Exercise text
'''
Predictably things soon goes tits up with our heroes falling through the floor into a catacomb of chambers, compete with killer Siamese cats and nasty traps. As our heroes are picked off one by one, who will survive? - not a lone female as usual surely?

This is a truly dreadful film but it’s awfulness did keep me engaged right to the end.

It is presented with some opening captions as a ‘found footage’ film but this is forgotten early on as we get lots of POV and ‘entering the room’ style shots. I don’t mind this conceit if it makes for a better film but it served only to take you out of the story and the characters’ predicament.

The plot as it is, is very thin and even then things like characters becoming infected with a eye changing virus aren’t followed up on. You get the usual jump scares and flashes of the bad guy but you’d wish they’d stuck to that when you see the big reveal. I won’t spoil it, but you won’t have seen worse CGI than this. Pity the poor actors trying to interact with a monster that looks ridiculous and physically impossible.

To be fair they do set it up when the pompous archaeologist tells stories of Anubis weighing hearts to value souls, but it was a brave and ultimately mental choice to make it actually happen.
'''
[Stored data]
'''
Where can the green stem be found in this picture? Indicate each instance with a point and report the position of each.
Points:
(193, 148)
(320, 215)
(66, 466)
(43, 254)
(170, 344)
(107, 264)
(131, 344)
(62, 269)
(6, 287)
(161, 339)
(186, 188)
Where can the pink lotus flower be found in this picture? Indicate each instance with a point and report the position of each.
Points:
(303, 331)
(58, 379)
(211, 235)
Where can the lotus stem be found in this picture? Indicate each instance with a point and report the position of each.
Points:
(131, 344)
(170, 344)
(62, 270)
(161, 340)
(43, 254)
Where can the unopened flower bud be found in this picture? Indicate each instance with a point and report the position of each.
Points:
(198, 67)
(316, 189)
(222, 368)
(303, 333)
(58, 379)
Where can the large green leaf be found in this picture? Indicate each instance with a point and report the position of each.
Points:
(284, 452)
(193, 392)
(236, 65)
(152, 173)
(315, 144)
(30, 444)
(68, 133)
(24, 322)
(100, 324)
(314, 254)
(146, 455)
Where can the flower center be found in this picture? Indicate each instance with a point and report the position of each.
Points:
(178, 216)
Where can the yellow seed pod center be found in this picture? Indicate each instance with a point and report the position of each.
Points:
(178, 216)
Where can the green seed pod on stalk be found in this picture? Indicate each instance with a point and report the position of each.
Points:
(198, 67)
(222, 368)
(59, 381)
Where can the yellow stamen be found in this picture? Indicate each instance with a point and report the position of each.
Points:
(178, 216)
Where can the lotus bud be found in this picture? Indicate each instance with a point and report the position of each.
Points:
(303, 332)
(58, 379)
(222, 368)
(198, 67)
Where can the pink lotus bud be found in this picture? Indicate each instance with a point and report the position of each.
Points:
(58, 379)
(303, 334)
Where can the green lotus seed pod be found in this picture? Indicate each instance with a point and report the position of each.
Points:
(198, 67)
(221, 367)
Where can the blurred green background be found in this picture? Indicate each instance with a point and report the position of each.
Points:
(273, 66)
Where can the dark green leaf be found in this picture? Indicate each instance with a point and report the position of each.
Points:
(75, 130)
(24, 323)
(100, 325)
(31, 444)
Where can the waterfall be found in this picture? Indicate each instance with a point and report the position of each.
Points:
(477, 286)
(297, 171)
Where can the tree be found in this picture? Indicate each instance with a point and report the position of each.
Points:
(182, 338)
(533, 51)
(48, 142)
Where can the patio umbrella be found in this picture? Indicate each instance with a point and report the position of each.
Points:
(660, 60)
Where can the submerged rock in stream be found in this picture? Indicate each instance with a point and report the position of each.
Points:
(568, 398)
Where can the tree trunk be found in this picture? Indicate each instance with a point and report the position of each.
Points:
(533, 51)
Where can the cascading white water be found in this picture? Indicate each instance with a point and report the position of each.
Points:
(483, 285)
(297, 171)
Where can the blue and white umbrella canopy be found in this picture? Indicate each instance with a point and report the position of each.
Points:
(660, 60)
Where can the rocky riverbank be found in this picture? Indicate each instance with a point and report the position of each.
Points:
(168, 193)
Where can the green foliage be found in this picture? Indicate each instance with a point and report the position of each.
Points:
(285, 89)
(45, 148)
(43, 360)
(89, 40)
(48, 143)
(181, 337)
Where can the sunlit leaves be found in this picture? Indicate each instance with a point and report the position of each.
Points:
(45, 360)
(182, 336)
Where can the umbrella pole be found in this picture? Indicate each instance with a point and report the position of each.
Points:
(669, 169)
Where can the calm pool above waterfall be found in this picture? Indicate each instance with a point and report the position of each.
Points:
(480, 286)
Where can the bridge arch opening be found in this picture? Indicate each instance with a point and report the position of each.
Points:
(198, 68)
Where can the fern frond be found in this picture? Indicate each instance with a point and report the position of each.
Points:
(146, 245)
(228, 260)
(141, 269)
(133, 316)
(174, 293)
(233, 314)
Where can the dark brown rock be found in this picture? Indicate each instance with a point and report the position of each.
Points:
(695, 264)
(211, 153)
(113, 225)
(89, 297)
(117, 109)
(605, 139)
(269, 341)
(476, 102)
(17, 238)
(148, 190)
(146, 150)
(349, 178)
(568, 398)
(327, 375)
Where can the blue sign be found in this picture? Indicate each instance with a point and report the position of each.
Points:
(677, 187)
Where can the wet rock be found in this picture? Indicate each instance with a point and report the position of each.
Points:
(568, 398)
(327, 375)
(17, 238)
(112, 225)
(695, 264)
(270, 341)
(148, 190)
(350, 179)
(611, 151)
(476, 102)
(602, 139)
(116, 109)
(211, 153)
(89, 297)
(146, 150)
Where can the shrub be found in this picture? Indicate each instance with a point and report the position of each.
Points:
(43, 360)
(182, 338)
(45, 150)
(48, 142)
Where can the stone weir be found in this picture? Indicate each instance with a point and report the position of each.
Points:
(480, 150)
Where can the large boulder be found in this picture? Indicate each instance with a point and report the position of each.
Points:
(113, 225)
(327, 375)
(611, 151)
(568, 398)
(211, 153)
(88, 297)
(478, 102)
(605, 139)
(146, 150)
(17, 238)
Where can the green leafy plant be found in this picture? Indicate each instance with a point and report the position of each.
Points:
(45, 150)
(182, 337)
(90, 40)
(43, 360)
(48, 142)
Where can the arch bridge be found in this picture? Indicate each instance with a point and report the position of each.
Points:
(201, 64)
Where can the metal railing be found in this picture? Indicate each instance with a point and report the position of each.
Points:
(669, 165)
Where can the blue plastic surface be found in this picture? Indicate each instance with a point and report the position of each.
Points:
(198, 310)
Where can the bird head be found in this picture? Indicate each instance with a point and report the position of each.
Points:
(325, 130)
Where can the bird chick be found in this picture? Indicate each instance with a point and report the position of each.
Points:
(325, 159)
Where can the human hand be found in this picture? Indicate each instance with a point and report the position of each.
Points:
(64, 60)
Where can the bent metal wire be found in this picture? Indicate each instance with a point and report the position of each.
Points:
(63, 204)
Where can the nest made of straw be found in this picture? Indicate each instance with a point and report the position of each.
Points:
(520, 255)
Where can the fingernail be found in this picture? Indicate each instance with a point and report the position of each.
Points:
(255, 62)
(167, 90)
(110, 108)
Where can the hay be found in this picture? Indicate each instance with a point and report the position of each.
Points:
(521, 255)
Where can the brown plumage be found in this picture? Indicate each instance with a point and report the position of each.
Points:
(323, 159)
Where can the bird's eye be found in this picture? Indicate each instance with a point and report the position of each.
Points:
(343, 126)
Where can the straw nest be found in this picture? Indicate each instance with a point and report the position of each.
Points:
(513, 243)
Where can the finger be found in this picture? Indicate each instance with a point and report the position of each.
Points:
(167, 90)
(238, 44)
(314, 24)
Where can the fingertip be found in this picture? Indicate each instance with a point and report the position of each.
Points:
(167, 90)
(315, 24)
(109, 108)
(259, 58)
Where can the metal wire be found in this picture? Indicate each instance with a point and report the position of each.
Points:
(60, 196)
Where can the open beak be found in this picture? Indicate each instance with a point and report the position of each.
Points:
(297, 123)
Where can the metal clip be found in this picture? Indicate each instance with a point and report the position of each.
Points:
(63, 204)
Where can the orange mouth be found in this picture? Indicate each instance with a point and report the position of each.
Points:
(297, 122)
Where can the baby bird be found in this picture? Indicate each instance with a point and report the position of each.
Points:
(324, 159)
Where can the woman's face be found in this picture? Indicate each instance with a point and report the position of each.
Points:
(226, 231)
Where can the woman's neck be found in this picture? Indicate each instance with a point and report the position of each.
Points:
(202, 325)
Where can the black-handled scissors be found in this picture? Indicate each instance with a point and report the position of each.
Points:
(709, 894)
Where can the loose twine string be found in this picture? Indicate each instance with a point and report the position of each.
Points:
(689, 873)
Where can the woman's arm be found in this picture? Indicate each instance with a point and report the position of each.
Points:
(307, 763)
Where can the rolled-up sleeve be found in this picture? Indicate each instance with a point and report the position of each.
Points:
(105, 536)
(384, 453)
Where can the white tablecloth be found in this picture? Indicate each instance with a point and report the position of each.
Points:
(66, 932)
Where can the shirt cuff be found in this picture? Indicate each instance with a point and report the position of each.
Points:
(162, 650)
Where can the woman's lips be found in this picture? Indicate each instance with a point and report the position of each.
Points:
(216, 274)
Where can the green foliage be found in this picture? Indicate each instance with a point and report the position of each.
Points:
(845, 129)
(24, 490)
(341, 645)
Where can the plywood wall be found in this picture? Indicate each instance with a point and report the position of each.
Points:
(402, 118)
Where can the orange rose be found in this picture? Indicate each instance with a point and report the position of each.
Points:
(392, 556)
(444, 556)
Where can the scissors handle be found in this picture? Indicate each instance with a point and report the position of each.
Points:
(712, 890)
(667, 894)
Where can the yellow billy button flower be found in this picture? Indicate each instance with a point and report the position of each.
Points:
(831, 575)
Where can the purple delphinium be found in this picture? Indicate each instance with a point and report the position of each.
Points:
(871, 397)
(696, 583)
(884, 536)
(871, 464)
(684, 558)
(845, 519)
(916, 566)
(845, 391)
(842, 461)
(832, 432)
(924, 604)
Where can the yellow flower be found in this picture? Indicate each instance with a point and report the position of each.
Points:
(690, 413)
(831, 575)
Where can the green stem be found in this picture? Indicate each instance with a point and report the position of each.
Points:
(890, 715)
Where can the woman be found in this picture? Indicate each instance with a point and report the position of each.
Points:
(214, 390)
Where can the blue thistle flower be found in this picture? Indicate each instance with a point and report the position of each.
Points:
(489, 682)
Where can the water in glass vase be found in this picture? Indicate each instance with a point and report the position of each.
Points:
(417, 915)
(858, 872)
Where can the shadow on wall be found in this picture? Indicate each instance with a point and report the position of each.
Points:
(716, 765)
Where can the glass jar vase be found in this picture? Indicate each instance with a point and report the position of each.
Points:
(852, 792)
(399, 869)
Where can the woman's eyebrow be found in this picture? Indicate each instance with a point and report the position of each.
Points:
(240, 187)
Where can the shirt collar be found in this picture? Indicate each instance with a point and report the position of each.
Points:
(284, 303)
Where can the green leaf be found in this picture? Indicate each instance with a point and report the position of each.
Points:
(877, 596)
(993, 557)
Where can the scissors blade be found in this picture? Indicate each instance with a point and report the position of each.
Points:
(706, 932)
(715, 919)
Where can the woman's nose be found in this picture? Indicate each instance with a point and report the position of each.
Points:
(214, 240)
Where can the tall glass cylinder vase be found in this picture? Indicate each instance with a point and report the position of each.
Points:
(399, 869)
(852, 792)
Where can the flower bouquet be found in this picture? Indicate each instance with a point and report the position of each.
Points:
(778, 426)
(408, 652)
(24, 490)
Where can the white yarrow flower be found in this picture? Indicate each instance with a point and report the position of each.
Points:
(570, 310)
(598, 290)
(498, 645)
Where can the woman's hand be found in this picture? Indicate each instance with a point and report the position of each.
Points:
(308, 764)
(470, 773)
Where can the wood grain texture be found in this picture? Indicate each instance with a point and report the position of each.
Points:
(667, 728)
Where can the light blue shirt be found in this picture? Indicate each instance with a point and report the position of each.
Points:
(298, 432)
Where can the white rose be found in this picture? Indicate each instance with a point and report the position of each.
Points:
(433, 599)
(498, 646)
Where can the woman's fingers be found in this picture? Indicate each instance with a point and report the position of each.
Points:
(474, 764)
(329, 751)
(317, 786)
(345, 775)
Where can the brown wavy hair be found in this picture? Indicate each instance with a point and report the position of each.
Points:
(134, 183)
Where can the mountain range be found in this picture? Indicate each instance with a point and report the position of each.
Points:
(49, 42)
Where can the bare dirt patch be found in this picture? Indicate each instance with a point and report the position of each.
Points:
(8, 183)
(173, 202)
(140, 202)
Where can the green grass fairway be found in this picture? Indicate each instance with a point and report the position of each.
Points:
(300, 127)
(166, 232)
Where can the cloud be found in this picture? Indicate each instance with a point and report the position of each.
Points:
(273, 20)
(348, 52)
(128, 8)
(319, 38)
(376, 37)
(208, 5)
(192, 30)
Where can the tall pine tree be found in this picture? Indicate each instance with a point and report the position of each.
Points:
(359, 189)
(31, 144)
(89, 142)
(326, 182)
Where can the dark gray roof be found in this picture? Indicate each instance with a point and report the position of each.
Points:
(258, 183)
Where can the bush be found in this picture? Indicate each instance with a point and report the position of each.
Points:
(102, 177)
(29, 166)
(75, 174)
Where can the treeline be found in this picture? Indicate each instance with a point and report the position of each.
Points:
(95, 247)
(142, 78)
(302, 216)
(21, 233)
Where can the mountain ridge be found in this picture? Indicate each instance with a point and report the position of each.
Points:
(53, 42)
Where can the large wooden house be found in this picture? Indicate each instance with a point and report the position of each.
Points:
'''
Prompt A
Translate this sentence from the film review into Spanish: "I won’t spoil it, but you won’t have seen worse CGI than this."
Prompt B
Answer these questions using the film review:
(i) What killer animals do the heroes face in the catacomb?
(ii) What kind of film do the opening captions present it as?
(iii) What stories does the pompous archaeologist tell?
Prompt C
Carry on the film review from its final sentence.

Exercise response A
No lo voy a revelar, pero nunca habrás visto un CGI peor que este.

Exercise response B
(i) Siamese cats.
(ii) A "found footage" film.
(iii) Stories of Anubis weighing hearts to value souls.

Exercise response C
The cast is uniformly awful with ‘cheeky chap’ Jay losing any charm he had under a ill advised beard and some toe curling dialogue “We’re just like food in a bowl” he yells and “This stinks” which is a perfectly succinct review of the whole enterprise. My favourite line of natural sounding dialogue was “Robot guy has just been devoured by a creature we can’t identify” - how did this miss out on ‘Best Screenplay’?!

You could argue that the film doesn’t take itself seriously, but it does. Every survival horror cliché is run through right down to the ‘Drag Me to Hell’ final moment. There were a few laughs in there but none that were intended.

Enter ‘The Pyramid’ at your own peril!